* _Short task_:
Reproduce the listing below, beginning with the line that contains "One pin marks each instance of the red" and continuing through the line that contains "x=330 y=109", with both of those lines included. Leave out the pictures.

* _Records for this exercise_:
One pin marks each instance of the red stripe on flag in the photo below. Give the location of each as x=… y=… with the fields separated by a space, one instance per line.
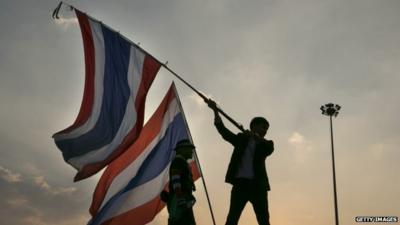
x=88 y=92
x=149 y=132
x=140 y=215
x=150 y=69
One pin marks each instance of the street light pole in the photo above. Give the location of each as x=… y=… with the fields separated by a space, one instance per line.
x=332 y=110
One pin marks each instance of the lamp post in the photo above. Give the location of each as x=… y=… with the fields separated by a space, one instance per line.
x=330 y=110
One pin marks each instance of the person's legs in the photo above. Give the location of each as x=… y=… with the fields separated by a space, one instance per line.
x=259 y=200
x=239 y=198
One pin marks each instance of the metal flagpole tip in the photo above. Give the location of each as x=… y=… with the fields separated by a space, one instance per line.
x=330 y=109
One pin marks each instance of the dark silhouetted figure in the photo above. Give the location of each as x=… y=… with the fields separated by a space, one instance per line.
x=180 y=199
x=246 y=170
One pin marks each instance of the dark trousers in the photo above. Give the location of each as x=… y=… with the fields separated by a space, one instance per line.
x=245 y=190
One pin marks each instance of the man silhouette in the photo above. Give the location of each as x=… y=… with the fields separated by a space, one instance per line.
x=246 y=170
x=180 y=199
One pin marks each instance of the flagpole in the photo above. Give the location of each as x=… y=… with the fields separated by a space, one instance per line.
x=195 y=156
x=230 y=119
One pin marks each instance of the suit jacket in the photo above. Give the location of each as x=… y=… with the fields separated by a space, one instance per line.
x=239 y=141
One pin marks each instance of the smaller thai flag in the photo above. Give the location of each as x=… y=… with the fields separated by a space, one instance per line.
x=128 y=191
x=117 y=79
* * *
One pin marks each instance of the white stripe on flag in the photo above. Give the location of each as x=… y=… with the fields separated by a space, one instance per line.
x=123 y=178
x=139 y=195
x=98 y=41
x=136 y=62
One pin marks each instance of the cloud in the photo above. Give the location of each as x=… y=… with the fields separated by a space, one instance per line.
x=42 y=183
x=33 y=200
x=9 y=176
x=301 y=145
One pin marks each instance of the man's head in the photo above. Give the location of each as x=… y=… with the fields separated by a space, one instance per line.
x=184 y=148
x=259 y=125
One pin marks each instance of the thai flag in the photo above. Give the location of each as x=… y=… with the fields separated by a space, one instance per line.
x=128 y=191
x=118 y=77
* * *
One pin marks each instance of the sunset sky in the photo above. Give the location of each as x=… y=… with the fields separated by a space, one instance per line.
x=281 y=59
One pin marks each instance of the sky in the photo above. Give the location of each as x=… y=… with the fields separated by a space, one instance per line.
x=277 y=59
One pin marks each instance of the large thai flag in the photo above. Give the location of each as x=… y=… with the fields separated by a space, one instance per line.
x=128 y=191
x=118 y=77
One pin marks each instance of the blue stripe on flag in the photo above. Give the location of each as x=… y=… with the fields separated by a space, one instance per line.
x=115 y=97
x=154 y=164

* _The solution_:
One pin marks each instance of the red stripe on flag in the photo below. Give the location of each as x=… y=… with the fields separated by a space, one instance per line.
x=88 y=92
x=149 y=132
x=140 y=215
x=150 y=69
One pin marks each instance of the street light pole in the photo above. Give the location of each as x=… y=… with the fields separated by a space, one instance per line.
x=332 y=110
One pin marks each instance of the lamp post in the photo above. Give the location of each as x=… y=… with the fields separated by a space, one instance per line.
x=330 y=110
One pin marks each instance of the person's legs in the photo above. Give the location of each as x=… y=… with the fields separated by a space, one instance per line.
x=259 y=200
x=239 y=198
One pin marks each instance of the metal flagpole tip in the photo above. Give the location of each as x=… y=… with the fields separated by a space, one instance per line.
x=330 y=109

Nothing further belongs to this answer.